Task description: Write out the entries, please, from the line containing "of white cloud" through their final line, exactly and with nothing else.
begin Task inputs
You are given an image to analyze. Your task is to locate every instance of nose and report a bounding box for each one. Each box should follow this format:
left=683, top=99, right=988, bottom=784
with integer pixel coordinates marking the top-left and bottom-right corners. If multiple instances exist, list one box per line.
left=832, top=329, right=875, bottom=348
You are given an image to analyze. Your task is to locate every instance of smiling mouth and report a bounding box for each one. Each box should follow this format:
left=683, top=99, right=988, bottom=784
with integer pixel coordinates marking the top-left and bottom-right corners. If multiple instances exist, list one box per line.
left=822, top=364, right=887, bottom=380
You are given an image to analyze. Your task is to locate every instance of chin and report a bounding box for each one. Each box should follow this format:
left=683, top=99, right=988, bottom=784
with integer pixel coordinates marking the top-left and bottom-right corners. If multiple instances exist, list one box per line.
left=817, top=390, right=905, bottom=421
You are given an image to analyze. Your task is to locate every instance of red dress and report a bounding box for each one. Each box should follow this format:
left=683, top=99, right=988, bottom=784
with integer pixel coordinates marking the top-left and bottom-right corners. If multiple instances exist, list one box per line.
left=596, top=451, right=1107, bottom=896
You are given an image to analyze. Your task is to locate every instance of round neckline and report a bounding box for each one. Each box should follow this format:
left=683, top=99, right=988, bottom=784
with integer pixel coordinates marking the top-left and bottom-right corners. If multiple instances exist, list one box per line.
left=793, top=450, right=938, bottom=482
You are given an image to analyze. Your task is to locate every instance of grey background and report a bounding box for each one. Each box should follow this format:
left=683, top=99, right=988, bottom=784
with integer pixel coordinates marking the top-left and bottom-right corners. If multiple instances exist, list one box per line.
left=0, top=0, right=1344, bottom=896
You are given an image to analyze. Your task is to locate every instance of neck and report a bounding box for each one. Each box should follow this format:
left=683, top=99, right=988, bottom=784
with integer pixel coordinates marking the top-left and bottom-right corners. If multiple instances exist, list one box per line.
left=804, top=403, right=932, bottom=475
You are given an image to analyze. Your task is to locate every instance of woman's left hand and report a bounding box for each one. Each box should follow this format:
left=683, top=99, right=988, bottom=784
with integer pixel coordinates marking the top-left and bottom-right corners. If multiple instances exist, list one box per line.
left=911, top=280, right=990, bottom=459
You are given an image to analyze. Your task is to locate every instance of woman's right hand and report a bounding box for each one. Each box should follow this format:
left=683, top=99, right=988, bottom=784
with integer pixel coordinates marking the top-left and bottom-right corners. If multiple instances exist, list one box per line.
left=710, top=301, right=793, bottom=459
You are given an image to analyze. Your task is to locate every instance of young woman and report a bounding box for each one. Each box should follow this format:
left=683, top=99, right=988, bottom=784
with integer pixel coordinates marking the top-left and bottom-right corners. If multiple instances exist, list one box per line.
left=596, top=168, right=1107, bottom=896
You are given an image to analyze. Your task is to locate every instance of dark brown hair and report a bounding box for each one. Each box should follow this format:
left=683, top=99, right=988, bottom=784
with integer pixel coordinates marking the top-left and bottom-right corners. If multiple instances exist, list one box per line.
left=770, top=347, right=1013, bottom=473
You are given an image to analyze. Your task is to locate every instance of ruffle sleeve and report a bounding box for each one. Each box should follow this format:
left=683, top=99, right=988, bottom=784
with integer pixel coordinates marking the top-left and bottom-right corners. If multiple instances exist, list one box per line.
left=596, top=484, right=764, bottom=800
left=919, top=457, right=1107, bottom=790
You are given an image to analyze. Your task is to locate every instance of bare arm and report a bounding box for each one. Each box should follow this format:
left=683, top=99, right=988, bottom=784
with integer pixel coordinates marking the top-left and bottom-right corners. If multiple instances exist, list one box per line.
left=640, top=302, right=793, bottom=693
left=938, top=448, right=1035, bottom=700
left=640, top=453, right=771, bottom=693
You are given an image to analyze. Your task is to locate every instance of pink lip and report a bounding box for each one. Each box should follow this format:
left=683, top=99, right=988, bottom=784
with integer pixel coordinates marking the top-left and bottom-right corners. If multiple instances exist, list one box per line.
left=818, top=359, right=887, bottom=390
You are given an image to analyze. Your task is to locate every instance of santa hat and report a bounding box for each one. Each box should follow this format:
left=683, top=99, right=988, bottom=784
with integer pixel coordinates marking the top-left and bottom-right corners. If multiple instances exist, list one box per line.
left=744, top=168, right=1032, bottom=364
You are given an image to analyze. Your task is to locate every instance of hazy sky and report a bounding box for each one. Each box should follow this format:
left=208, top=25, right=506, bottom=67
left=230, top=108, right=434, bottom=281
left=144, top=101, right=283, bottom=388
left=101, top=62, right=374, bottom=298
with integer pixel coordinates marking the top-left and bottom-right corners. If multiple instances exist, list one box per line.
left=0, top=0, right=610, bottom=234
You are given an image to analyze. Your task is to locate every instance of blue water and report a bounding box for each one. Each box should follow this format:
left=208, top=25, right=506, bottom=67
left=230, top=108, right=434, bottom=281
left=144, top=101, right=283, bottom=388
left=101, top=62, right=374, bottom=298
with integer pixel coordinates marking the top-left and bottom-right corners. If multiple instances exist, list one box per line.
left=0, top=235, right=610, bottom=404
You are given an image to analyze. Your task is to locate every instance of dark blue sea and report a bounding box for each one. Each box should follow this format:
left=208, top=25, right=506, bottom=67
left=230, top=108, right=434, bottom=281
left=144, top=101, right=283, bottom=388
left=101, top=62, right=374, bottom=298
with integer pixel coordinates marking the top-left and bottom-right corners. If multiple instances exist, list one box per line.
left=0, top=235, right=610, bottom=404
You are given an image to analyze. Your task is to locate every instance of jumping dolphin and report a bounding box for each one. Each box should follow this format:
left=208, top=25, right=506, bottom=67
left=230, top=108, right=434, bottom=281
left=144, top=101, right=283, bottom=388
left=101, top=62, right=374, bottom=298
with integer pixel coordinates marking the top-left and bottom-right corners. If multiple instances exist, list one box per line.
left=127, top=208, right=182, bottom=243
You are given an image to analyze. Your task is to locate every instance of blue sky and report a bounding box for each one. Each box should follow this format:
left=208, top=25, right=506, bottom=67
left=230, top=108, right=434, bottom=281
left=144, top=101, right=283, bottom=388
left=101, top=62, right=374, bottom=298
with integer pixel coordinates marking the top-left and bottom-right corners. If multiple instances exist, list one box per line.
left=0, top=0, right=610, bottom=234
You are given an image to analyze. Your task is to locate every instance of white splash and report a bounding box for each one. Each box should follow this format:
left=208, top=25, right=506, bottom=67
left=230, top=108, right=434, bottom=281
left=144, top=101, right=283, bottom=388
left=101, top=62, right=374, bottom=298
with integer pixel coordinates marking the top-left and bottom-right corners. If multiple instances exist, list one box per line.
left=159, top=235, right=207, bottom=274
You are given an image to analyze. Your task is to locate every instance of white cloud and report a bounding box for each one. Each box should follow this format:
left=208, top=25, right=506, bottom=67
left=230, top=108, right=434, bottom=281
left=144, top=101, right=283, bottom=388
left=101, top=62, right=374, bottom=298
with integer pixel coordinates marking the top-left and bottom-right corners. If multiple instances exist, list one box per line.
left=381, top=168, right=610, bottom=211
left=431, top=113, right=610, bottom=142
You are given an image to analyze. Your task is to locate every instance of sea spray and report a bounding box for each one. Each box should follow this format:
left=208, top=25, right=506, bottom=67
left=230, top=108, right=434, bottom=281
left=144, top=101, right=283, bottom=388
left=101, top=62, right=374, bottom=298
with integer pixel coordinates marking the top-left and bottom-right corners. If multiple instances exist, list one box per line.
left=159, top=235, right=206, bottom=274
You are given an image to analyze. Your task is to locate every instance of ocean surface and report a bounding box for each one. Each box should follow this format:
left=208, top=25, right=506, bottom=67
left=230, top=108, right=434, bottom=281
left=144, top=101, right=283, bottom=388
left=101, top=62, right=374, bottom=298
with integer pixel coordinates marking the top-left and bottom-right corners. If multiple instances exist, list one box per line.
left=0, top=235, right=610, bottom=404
end Task inputs
The result:
You are given an image to analyze. Your task is to locate every instance of white cloud and report a bounding box for each one. Each box should follow this format:
left=208, top=25, right=506, bottom=67
left=230, top=108, right=434, bottom=281
left=144, top=101, right=283, bottom=388
left=101, top=62, right=374, bottom=298
with integer pixel coordinates marking the top-left and bottom-right corners. If multiple instances exist, list one box per line.
left=381, top=168, right=610, bottom=211
left=431, top=113, right=610, bottom=142
You are given an image to analyze. Your task is to locate every instance of sea spray and report a bounding box for each one. Each box should follow this format:
left=208, top=25, right=506, bottom=67
left=230, top=108, right=434, bottom=281
left=144, top=101, right=283, bottom=388
left=101, top=62, right=374, bottom=298
with integer pixel coordinates marking the top-left and bottom-right corners. If multiple instances exist, list one box per line.
left=159, top=235, right=206, bottom=274
You are given an image to analyze. Your task is to locate every instance of ocean surface and report a bounding box for each one. Each box should follow this format:
left=208, top=25, right=506, bottom=67
left=230, top=108, right=434, bottom=281
left=144, top=101, right=283, bottom=388
left=101, top=62, right=374, bottom=298
with integer pixel coordinates marking the top-left and bottom-right corners. If multiple instances exist, list one box per line.
left=0, top=235, right=610, bottom=404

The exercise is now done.